→ **READING TEXT**
We are accustomed to hearing about sore losers, and certainly the Clinton camp has come across as such with their eagerness to cast blame for their election loss on everything and everyone but their own miscalculations and hubris, but Behar’s clever turn of phrase shines an unusual light on the election winners. What do they have to be sore about? Because an examination of the authoritarian character shows they are perpetually aggrieved people who feel put upon by the larger society no matter how powerful and numerous they are within it. An authoritarian always needs a scapegoat, The Other, a straw man (or in the case of the Hillary Clinton portrait, a straw woman), to push against and to externalize their hostility and anger. Anger makes up a large part of the authoritarian character, and for their own well-being they need to turn it outward.
Hitler in Paris, 23 June 1940; photo from the Heinrich Hoffman Collection. Albert Speer, architect, on the left, and Arno Breker, sculptor, on the right.
So we have a trio of winners who take time from their White House tour to gloat over the portrait of a loser; we have a president who continually dredges up his victory over that loser in a childish attempt to validate himself; we have the Republican chairman of the House Oversight and Government Reform Committee, who had been licking his chops in anticipation of a Clinton presidency because of the joy and headlines it would have given him in continuously investigating her, and who now appears to have been so deflated by her loss and the no-win prospect for him of investigating the new president that it could have affected his decision to not run for re-election in 2018.

→ **GIVEN DATA**
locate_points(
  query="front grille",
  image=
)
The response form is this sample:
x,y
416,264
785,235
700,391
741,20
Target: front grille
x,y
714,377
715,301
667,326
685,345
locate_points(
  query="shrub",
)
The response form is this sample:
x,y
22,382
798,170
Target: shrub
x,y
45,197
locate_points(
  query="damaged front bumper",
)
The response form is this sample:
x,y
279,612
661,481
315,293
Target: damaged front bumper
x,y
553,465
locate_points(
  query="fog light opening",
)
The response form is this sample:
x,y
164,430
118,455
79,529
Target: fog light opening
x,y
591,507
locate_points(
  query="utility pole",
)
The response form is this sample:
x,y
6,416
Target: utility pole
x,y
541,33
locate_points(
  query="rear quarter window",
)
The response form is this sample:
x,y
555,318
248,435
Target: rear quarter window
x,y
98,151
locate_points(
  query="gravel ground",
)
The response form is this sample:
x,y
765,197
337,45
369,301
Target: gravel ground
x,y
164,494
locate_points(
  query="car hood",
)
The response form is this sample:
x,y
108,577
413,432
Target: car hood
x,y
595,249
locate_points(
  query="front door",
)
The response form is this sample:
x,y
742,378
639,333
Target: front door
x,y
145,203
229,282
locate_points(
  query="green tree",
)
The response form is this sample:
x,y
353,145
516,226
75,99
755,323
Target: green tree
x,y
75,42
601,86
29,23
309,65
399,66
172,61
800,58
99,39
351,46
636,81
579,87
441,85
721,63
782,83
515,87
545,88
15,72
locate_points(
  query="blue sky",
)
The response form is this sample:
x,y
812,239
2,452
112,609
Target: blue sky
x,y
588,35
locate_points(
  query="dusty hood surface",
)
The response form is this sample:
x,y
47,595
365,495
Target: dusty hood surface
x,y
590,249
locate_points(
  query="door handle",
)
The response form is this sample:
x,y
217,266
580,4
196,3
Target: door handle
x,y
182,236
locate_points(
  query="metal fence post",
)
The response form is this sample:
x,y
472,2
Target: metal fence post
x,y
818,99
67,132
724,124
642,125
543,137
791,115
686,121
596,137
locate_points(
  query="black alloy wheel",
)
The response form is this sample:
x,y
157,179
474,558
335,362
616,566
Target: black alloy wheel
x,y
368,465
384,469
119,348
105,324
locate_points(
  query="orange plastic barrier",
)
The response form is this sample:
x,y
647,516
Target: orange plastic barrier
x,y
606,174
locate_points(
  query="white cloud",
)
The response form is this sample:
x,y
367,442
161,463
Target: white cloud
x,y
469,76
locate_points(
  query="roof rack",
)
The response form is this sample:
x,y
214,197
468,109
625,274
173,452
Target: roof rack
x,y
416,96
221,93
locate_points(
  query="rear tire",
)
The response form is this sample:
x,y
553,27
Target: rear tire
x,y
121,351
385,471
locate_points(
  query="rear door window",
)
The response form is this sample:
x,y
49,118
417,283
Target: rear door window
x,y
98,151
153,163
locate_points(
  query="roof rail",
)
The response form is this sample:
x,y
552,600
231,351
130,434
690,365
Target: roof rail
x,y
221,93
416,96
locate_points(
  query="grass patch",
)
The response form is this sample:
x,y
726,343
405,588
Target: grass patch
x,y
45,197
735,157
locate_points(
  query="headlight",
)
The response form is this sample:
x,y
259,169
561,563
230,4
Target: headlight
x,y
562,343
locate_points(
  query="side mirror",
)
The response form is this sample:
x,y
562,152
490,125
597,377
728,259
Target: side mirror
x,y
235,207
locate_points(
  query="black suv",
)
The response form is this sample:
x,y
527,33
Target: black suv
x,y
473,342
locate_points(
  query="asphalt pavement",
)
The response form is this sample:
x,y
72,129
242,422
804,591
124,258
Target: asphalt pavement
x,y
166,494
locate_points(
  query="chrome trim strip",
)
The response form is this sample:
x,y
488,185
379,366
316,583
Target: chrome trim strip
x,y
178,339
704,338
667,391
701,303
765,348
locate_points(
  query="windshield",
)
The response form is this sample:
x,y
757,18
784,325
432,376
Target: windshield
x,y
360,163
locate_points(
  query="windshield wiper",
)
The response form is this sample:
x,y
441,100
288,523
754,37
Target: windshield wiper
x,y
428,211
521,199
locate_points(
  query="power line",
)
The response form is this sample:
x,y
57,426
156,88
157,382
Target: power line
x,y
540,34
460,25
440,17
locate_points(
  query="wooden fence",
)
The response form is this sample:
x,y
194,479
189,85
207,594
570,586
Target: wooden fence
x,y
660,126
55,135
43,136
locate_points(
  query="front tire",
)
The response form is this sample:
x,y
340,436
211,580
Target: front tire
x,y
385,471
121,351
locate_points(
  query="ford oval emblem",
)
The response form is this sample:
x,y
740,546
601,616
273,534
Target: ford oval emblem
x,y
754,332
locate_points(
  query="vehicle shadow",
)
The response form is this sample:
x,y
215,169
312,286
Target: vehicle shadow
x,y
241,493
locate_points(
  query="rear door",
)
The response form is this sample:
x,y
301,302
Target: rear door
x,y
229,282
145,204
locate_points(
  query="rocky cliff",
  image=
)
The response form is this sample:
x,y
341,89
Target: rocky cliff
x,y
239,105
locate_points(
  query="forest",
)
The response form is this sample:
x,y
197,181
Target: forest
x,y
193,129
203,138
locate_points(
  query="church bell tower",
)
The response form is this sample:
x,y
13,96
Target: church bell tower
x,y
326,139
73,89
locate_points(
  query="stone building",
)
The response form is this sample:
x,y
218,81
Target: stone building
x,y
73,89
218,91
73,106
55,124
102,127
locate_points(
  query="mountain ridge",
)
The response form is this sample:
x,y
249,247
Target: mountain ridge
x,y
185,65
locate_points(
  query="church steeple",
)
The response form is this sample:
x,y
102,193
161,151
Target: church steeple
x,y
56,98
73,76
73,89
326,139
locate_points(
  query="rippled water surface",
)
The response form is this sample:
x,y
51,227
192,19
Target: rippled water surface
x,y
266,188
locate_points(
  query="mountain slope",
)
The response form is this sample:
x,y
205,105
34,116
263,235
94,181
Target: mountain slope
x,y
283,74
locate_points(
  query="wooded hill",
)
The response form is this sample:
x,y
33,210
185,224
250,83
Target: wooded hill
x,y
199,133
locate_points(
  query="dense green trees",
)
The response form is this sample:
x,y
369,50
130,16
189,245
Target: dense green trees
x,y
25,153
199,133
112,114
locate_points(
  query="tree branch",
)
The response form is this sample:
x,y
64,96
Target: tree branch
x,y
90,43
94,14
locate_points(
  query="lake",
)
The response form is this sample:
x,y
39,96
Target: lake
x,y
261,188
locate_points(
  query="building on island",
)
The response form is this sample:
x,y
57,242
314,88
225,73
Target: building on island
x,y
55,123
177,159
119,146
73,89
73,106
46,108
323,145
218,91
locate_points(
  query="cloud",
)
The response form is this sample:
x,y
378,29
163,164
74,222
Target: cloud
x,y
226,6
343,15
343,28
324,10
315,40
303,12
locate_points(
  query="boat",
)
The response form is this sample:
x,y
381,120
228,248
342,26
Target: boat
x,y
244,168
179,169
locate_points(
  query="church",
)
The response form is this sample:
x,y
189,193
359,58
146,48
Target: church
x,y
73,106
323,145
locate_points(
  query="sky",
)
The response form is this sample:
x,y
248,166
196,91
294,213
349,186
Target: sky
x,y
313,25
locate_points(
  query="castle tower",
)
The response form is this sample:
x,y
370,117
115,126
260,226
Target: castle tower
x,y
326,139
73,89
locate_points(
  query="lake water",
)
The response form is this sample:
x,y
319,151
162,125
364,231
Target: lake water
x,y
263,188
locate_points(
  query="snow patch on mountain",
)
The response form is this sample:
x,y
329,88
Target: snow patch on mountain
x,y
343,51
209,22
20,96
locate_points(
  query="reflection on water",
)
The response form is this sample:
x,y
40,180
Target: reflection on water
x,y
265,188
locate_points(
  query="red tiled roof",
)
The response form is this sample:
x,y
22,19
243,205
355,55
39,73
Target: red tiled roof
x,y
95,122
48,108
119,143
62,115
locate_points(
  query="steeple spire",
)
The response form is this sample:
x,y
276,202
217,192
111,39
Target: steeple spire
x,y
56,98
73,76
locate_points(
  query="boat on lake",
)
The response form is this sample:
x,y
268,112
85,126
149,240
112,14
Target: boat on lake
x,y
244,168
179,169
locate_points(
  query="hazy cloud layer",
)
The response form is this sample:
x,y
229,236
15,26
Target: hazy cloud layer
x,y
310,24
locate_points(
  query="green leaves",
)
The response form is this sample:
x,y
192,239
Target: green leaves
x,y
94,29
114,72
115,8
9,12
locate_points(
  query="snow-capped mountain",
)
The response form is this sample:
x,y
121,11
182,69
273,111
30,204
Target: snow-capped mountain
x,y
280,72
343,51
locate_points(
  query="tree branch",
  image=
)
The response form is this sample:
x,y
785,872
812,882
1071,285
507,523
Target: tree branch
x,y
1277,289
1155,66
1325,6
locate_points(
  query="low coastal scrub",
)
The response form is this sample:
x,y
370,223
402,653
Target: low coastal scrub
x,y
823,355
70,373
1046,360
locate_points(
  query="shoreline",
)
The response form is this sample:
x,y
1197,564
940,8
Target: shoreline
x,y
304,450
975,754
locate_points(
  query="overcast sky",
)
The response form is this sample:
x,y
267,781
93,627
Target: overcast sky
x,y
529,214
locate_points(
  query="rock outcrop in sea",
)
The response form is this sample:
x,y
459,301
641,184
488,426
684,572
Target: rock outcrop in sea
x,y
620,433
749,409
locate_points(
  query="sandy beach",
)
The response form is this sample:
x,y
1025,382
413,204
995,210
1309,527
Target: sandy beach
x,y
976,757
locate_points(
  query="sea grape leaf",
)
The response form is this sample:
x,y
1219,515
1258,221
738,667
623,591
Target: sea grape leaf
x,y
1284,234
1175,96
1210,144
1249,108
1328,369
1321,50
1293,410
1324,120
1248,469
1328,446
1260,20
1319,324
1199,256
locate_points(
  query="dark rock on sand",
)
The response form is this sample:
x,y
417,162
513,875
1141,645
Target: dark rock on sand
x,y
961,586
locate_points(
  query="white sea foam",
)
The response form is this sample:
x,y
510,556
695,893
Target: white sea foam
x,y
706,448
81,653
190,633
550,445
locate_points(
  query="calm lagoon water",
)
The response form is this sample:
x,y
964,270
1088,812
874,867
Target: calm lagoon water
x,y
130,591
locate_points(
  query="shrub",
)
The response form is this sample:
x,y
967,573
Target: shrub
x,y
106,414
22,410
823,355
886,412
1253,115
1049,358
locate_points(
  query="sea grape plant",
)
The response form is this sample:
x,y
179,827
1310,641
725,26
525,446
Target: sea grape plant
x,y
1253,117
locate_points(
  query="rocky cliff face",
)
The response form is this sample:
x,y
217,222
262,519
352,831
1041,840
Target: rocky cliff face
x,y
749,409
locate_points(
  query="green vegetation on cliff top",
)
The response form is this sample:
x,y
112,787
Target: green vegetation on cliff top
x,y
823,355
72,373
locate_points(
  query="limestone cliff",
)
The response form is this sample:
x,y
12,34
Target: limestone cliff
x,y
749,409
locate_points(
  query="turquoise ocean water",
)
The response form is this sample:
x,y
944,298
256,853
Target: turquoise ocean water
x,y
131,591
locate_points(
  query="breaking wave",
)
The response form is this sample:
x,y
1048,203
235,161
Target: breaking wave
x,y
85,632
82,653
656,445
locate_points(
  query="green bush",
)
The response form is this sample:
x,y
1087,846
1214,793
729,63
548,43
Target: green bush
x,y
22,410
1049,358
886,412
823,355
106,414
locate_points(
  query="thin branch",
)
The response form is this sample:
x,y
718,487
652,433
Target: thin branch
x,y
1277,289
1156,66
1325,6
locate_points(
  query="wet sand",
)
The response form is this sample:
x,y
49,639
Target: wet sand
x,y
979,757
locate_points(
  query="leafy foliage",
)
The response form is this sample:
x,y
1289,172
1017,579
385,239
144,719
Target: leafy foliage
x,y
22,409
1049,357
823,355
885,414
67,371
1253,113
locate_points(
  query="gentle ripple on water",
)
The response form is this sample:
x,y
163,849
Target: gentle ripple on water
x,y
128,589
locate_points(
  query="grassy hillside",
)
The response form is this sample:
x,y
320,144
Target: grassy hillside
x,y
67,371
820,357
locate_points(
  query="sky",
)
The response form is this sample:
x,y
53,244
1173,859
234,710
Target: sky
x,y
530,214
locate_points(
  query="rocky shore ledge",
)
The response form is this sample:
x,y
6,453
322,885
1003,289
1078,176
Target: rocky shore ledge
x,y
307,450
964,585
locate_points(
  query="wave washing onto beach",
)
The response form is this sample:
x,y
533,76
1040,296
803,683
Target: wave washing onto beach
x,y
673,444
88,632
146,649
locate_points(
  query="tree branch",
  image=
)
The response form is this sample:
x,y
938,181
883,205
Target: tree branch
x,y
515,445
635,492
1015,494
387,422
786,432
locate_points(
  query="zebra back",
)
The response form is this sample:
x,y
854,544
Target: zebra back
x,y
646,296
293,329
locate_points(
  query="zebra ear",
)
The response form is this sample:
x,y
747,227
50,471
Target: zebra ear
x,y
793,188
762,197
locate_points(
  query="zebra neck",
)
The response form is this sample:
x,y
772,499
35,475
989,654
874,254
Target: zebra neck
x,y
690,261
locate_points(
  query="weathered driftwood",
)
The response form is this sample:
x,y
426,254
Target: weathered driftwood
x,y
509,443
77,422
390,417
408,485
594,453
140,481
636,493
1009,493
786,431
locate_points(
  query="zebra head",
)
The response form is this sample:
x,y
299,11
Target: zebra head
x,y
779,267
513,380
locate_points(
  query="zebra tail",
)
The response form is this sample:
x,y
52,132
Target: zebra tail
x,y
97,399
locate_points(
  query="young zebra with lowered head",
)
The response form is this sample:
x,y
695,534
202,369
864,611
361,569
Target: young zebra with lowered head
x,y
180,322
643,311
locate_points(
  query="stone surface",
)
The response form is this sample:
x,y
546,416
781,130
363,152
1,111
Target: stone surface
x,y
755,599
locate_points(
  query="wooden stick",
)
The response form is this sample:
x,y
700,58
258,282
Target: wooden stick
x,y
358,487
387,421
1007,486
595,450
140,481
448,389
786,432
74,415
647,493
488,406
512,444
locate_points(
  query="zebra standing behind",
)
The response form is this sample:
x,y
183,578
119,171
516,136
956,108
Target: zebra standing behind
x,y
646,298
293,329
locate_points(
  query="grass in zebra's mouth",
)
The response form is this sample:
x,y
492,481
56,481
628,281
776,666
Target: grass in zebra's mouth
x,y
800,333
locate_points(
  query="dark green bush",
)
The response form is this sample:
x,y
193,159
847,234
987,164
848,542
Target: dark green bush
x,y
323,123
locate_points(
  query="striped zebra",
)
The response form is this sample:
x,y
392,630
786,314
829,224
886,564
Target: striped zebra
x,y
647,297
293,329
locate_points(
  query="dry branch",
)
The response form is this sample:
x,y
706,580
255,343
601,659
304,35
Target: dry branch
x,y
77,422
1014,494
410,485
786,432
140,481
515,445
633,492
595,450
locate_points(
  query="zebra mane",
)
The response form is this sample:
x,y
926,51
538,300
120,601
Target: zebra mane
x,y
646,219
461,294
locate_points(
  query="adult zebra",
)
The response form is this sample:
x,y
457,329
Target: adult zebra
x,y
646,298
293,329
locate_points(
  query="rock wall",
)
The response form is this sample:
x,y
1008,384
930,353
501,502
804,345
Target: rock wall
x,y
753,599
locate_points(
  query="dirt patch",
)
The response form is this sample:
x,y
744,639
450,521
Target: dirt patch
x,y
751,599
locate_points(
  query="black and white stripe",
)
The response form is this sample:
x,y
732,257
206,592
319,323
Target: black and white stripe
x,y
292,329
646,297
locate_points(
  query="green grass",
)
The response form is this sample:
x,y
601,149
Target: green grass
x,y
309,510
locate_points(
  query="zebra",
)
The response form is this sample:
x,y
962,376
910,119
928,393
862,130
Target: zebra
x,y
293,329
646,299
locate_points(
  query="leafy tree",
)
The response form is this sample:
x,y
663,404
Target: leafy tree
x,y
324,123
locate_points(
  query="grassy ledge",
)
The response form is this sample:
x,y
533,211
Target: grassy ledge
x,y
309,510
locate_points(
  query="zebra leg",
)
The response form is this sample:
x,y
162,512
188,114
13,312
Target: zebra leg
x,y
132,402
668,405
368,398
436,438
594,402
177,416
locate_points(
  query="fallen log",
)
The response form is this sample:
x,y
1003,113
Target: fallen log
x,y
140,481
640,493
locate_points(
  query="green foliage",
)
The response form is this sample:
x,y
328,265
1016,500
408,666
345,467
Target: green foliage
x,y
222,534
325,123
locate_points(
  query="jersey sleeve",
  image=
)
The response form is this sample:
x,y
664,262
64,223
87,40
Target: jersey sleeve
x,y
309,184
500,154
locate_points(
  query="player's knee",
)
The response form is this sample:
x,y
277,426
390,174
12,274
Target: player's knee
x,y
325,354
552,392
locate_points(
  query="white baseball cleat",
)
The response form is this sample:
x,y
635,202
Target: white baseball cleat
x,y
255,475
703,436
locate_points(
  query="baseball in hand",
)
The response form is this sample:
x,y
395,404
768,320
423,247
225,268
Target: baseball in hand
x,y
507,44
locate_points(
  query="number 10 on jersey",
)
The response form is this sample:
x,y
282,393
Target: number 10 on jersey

→ **EXPLORE THE MATERIAL**
A. Retype the election passage word for word, beginning at "So we have a" and stopping after "re-election in 2018.".
B. In the election passage, who is on the left in the photo of Hitler in Paris?
Nothing here depends on the lines.

→ **ANSWERS GIVEN**
A.
So we have a trio of winners who take time from their White House tour to gloat over the portrait of a loser; we have a president who continually dredges up his victory over that loser in a childish attempt to validate himself; we have the Republican chairman of the House Oversight and Government Reform Committee, who had been licking his chops in anticipation of a Clinton presidency because of the joy and headlines it would have given him in continuously investigating her, and who now appears to have been so deflated by her loss and the no-win prospect for him of investigating the new president that it could have affected his decision to not run for re-election in 2018.

B. Albert Speer, the architect.